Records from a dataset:

--- start ---

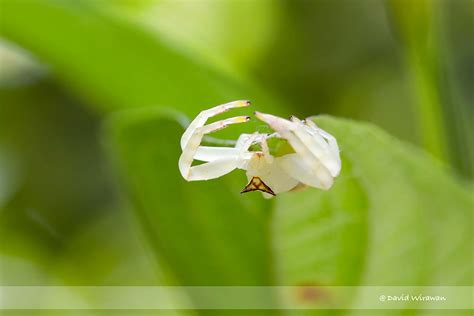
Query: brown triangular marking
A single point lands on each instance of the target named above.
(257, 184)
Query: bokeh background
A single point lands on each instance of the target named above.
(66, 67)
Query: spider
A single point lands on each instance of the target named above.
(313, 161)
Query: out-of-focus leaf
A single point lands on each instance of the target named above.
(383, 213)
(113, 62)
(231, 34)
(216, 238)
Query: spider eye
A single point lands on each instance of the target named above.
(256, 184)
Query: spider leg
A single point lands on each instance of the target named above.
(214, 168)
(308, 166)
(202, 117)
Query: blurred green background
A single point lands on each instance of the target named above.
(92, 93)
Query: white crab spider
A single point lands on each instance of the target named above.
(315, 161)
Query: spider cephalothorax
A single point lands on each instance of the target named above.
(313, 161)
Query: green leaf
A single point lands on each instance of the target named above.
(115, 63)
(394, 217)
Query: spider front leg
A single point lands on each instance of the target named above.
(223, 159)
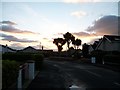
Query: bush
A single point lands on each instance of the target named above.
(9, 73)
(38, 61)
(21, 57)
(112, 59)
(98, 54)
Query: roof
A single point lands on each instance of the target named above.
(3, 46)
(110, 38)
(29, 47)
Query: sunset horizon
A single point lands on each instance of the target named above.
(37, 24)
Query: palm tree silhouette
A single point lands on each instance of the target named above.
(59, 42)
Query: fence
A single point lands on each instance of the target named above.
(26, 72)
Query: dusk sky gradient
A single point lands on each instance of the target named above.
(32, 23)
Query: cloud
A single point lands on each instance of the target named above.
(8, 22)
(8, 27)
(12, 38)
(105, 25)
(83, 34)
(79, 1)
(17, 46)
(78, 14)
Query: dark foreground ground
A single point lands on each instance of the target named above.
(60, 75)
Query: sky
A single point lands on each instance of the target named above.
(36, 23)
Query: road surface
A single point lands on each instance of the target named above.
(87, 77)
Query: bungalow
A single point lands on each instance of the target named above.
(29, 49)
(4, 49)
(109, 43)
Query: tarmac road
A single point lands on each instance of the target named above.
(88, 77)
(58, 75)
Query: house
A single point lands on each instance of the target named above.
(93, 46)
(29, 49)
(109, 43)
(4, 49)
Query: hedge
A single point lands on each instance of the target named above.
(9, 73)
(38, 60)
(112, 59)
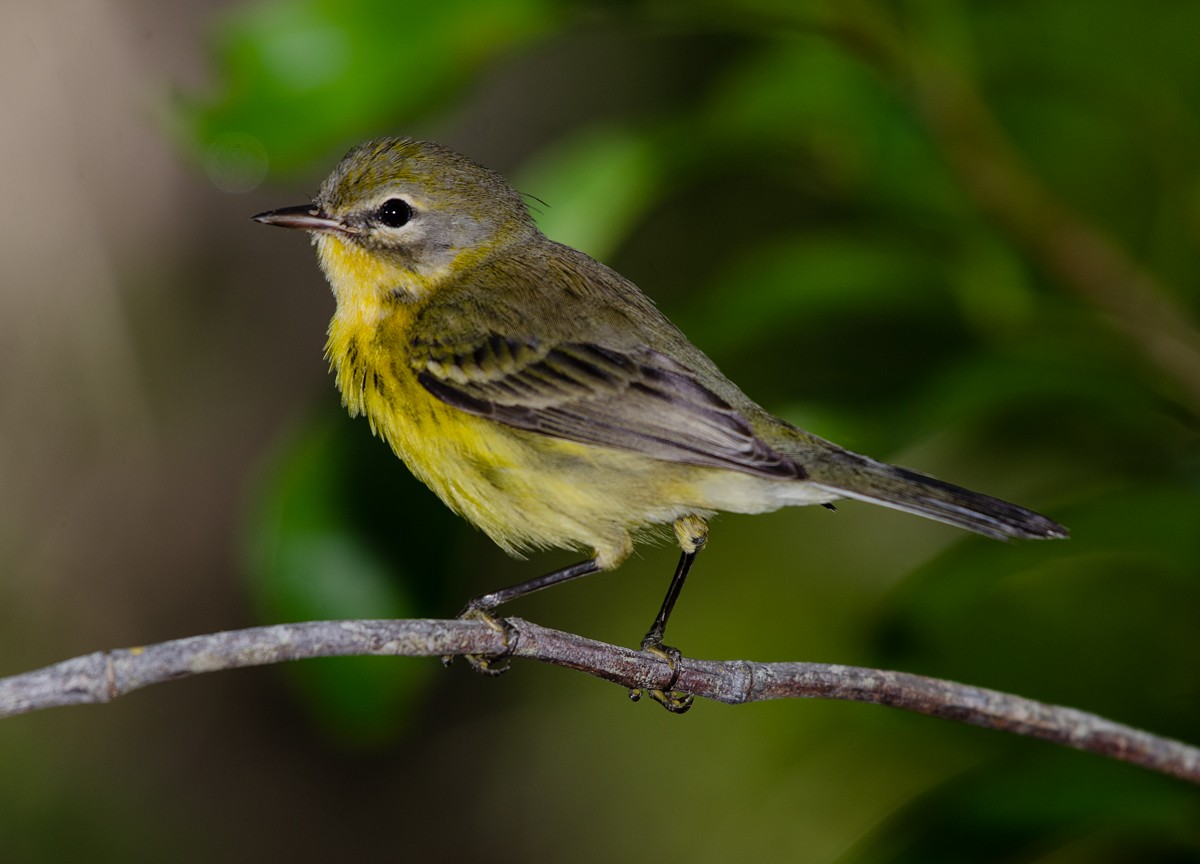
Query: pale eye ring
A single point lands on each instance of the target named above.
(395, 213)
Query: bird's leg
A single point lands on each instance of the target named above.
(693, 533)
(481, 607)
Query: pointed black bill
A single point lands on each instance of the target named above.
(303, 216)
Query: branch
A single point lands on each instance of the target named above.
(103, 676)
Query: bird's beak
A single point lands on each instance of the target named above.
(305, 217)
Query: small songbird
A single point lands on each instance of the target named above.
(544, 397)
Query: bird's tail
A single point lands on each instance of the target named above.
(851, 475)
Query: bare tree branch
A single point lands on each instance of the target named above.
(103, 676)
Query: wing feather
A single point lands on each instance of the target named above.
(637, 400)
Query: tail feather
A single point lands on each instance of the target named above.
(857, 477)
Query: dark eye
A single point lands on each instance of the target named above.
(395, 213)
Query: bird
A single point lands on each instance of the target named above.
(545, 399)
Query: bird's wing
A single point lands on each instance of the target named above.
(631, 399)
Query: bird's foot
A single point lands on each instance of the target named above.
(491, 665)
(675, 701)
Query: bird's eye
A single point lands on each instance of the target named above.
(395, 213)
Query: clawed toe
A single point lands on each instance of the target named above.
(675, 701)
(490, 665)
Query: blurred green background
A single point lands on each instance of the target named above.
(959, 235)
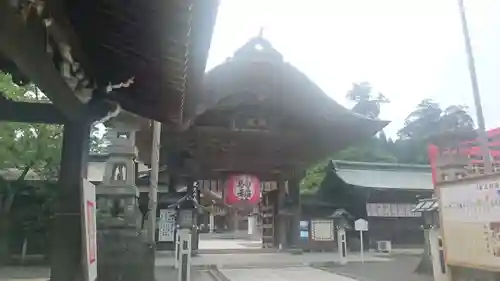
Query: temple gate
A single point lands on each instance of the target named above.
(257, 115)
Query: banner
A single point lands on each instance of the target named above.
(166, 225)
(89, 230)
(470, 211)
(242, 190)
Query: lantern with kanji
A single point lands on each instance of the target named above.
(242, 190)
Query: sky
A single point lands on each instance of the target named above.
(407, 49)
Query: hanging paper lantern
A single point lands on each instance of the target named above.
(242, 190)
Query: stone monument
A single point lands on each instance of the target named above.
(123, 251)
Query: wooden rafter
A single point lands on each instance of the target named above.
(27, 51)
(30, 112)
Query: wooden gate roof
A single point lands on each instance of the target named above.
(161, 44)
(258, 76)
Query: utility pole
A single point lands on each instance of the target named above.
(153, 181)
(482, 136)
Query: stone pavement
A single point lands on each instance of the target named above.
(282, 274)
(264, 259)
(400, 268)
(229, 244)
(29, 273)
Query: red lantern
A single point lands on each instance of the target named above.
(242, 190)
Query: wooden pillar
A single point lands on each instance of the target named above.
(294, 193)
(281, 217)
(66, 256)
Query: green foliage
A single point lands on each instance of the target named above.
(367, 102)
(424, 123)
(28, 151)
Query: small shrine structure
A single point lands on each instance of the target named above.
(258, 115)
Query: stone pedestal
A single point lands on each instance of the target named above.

--- end ---

■ EXERCISE GOAL
Quote everything in the listing above exactly; pictures are the only thing to omit.

■ ANSWER TO THE TASK
Query: brown triangular marking
A single point lands on each instance of the target named above.
(257, 184)
Query: bokeh background
A single point lands on each instance of the target named above.
(66, 67)
Query: spider
A single point lands on each instance of the target named above.
(313, 161)
Query: out-of-focus leaf
A single point lands on each instance of the target named above.
(383, 213)
(113, 62)
(231, 34)
(216, 238)
Query: spider eye
A single point lands on each instance of the target named above.
(256, 184)
Query: spider leg
A single point lands on each instance of the target named above.
(214, 168)
(308, 166)
(202, 117)
Query: blurred green background
A single point lands on each instance of the target named above.
(92, 93)
Query: white crab spider
A single point lands on each instance of the target named above.
(315, 161)
Query: spider cephalothorax
A single point lands on each instance of the target named above.
(313, 161)
Query: green leaf
A single point lands on each instance of the target named above.
(115, 63)
(394, 217)
Query: spider front leg
A single point lands on each instance of the target named above.
(223, 159)
Query: bush
A single point lands on each instance of the target named above.
(9, 73)
(38, 61)
(21, 57)
(112, 59)
(98, 54)
Query: roof
A single point lands on each instance of the target named above.
(3, 46)
(110, 38)
(29, 47)
Query: sunset horizon
A single point lands on each instance of the target named above.
(37, 24)
Query: palm tree silhouette
A single point lands on each instance of the target named above.
(59, 42)
Query: fence
A single point lands on each instance of the target named above.
(26, 72)
Query: dusk sky gradient
A single point lands on each instance of the target named above.
(32, 23)
Query: cloud
A single point lands on each instance of the target named above.
(8, 22)
(8, 27)
(12, 38)
(105, 25)
(83, 34)
(79, 1)
(17, 46)
(78, 14)
Query: dark foreground ground
A single point lands on each instance of the target named above.
(60, 75)
Query: sky
A single point lands on each instance of the target named above.
(36, 23)
Query: road surface
A single point lands on each instance of the target named above.
(87, 77)
Query: bungalow
A single point lands on each instance of the target named above.
(29, 49)
(4, 49)
(109, 43)
Query: tarmac road
A single point lands on each instance of the target named above.
(88, 77)
(58, 75)
Query: house
A single point lands on each instance of the target named above.
(93, 46)
(29, 49)
(109, 43)
(4, 49)
Query: hedge
A single point lands on each instance of the target named above.
(9, 73)
(38, 60)
(112, 59)
Query: pale eye ring
A single point lands on each instance of the target named above.
(395, 213)
Query: bird's leg
A single point lands on each instance of the target named above.
(693, 533)
(481, 607)
Query: pointed black bill
A single point lands on each instance of the target named above.
(303, 216)
Query: branch
A single point lands on each instance of the target named above.
(103, 676)
Query: bird's beak
A single point lands on each instance of the target named above.
(305, 217)
Query: small songbird
A single point lands on each instance of the target named above.
(544, 397)
Query: bird's tail
A single point lands on each instance of the target named above.
(851, 475)
Query: bare tree branch
A single point lands on each instance of the target named above.
(103, 676)
Query: wing feather
A single point lands on each instance of the target named above.
(637, 400)
Query: tail feather
A single point lands on each instance of the target named above.
(857, 477)
Query: dark eye
A single point lands on each instance of the target named above.
(395, 213)
Query: bird
A single point lands on each instance of the target named above.
(545, 399)
Query: bird's wing
A single point lands on each instance of the target named above.
(631, 399)
Query: bird's foot
A single point lands on each instance of the target named above.
(491, 665)
(675, 701)
Query: bird's eye
A single point lands on each instance of the target named above.
(395, 213)
Query: clawed toe
A single point lands on each instance of the target named above.
(675, 701)
(490, 665)
Query: blurred green background
A single point lands on each instance of the target named above.
(959, 235)
Query: temple gate
A single point lands on each instance of the target named above.
(257, 115)
Query: banner
A single point lands on each instance of the target named above.
(166, 225)
(89, 230)
(470, 211)
(242, 190)
Query: lantern with kanji
A single point lands on each instance of the target named above.
(242, 190)
Query: sky
A single point lands on each instance of the target named above.
(407, 49)
Query: hanging paper lantern
A single point lands on each instance of the target named above.
(242, 190)
Query: stone monument
A single point lands on each instance of the target named above.
(123, 251)
Query: wooden rafter
A single point lands on each instance of the target named above.
(27, 51)
(30, 112)
Query: wooden gate roof
A single point lands on each instance of the target named above.
(161, 44)
(258, 76)
Query: utility pole
A single point lands on each instance of the target named above.
(153, 181)
(482, 136)
Query: stone pavement
A single point lands on each instance of the target named above.
(282, 274)
(264, 259)
(400, 268)
(229, 244)
(29, 273)
Query: red lantern
A single point lands on each instance of the target named above.
(242, 190)
Query: wooden pillar
A single point lands on each instance of the target named above.
(294, 193)
(281, 217)
(66, 256)
Query: green foliage
A single point lands on each instance of the target named above.
(367, 102)
(424, 123)
(28, 151)
Query: small shrine structure
A single point lands on each instance of the target named above.
(258, 115)
Query: stone pedestal
A single point lands on each instance of the target named above.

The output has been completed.